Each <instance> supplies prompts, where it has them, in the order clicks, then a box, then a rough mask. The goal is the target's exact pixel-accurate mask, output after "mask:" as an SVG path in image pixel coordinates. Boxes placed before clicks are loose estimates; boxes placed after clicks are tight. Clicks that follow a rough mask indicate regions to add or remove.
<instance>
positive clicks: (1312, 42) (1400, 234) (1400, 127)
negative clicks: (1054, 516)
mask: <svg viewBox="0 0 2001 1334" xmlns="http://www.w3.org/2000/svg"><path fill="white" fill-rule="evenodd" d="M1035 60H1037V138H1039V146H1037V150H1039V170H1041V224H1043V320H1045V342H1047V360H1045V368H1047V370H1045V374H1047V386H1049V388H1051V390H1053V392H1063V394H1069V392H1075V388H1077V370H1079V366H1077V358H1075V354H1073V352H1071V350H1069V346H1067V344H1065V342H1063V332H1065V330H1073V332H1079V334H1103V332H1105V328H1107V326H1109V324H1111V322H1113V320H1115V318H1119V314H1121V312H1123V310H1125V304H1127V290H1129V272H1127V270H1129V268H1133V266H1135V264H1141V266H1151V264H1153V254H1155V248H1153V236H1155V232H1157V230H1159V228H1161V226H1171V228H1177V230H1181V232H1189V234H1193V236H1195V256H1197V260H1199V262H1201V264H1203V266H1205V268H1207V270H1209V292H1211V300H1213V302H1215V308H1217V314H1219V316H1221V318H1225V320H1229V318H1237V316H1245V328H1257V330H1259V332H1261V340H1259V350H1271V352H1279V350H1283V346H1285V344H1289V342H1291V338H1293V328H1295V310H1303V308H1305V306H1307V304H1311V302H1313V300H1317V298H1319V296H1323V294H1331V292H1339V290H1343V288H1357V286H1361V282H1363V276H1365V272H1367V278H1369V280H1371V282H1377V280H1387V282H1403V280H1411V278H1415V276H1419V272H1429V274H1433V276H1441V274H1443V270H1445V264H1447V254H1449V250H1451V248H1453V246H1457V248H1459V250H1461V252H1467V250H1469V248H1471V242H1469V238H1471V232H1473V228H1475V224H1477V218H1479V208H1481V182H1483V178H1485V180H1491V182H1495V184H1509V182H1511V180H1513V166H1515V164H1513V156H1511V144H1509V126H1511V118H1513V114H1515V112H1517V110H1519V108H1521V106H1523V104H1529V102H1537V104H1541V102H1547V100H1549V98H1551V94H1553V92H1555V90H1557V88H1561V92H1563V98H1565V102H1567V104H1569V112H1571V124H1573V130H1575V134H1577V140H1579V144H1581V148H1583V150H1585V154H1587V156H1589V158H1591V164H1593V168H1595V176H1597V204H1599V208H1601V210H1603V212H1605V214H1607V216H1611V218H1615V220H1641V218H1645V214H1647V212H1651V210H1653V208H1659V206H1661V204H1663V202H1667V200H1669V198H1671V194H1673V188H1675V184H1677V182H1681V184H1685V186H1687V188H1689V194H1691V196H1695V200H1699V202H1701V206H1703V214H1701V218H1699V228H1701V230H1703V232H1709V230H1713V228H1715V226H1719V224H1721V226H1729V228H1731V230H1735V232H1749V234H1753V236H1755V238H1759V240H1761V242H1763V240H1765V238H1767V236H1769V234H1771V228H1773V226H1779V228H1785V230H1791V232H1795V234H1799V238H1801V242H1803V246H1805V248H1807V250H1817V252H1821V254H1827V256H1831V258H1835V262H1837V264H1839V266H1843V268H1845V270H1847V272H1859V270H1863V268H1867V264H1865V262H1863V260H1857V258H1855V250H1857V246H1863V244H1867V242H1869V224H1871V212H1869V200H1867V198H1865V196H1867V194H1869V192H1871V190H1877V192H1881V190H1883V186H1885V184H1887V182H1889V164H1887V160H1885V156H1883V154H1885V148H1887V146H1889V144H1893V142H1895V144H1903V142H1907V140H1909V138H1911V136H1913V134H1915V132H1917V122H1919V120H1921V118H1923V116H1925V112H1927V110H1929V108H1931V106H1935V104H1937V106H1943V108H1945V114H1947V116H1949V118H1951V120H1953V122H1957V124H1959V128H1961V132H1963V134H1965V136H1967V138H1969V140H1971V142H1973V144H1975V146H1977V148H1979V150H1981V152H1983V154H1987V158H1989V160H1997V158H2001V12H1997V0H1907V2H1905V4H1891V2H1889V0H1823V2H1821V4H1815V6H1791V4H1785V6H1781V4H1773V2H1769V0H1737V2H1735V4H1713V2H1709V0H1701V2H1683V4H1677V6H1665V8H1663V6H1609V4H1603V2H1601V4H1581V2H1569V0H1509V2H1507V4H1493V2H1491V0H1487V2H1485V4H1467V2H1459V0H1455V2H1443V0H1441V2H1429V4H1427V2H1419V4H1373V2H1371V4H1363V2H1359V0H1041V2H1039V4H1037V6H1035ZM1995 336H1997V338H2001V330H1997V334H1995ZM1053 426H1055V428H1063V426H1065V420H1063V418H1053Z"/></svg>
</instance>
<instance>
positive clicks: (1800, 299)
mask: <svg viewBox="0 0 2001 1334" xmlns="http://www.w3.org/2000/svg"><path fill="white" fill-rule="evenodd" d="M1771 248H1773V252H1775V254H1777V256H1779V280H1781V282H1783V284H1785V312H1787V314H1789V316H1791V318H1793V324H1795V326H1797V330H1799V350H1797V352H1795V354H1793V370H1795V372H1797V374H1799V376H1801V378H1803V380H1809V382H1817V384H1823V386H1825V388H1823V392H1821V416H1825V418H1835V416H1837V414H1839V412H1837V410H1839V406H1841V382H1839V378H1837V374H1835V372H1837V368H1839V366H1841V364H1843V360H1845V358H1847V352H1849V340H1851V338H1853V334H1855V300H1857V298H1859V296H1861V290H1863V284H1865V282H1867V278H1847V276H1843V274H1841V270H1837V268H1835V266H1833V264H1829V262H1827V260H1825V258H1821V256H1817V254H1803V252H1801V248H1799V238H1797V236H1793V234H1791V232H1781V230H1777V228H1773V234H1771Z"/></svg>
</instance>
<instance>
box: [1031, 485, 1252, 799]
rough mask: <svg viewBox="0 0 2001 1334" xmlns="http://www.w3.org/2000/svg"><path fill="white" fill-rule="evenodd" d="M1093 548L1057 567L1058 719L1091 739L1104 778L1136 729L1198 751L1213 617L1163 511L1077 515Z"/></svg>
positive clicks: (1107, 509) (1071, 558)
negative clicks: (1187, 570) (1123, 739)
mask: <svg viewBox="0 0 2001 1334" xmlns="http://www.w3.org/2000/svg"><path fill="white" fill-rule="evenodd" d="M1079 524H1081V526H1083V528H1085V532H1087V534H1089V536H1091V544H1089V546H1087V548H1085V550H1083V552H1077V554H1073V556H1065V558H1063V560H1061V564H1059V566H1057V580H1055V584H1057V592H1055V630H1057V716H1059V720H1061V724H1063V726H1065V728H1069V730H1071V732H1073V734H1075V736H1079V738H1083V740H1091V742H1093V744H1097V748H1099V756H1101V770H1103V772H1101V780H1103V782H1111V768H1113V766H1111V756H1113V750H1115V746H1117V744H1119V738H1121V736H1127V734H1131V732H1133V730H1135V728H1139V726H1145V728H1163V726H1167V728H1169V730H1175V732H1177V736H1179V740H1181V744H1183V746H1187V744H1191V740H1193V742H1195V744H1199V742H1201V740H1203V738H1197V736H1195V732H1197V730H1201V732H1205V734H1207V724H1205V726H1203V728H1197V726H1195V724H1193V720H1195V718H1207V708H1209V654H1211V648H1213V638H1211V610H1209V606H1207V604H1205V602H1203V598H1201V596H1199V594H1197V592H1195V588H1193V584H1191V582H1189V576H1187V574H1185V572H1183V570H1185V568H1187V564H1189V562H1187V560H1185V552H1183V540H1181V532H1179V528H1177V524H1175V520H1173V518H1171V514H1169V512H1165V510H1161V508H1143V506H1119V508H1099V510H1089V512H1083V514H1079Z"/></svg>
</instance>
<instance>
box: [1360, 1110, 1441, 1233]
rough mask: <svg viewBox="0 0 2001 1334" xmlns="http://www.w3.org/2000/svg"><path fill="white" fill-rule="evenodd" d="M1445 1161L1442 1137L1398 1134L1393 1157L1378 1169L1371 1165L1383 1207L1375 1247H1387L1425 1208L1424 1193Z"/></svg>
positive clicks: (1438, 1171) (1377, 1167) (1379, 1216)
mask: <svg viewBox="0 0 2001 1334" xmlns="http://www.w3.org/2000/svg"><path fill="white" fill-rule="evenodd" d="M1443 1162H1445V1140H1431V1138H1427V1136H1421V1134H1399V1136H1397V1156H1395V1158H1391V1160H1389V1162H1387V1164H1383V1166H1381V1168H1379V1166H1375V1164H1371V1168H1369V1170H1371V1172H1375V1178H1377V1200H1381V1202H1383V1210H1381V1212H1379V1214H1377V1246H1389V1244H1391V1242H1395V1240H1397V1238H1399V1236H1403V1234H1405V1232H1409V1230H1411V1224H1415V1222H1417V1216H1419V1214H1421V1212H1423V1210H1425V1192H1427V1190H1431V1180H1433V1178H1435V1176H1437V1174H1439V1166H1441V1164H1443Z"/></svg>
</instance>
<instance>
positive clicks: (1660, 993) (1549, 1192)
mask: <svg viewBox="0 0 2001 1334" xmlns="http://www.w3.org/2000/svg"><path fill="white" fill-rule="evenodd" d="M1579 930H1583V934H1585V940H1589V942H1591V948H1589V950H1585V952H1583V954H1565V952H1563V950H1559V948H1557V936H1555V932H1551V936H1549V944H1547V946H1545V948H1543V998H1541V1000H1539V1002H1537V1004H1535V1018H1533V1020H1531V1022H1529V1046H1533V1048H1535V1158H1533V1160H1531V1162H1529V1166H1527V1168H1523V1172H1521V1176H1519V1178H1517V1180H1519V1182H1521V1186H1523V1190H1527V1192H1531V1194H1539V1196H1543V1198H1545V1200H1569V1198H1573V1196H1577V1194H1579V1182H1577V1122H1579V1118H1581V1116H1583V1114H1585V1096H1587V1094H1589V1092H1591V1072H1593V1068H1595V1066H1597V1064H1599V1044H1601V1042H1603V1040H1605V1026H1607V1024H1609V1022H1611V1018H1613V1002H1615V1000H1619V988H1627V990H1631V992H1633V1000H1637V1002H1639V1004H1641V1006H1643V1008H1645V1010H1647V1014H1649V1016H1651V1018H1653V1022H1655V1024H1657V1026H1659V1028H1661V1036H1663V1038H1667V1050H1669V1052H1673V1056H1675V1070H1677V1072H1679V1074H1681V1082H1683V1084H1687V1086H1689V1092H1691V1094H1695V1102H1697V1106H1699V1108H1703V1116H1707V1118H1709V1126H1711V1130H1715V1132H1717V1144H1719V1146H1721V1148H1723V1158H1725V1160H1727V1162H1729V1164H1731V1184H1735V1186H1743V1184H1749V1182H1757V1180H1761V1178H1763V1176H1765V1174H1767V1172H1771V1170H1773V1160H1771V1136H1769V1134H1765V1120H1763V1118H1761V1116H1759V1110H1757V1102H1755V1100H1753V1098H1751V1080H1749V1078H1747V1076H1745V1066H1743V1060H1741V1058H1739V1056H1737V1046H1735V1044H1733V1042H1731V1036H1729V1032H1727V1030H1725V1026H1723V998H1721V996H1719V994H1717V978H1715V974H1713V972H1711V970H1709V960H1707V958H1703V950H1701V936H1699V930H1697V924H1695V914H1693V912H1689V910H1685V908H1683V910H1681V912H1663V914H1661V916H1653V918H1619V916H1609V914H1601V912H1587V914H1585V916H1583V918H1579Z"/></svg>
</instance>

* **Problem description**: From the opening line of the data above, please print each line as written up to and including the line that contains "positive clicks: (1312, 42)", and nothing more.

* **Answer to this exercise**:
Each <instance> supplies prompts, where it has them, in the order clicks, then a box, then a rough mask. The goal is the target's exact pixel-accurate mask, output after "mask:" as an SVG path in image pixel coordinates. Boxes placed before clicks are loose estimates; boxes placed after clicks are tight. Clicks that follow a rough mask indicate regions to add or remove.
<instance>
positive clicks: (1312, 42) (1400, 234) (1400, 127)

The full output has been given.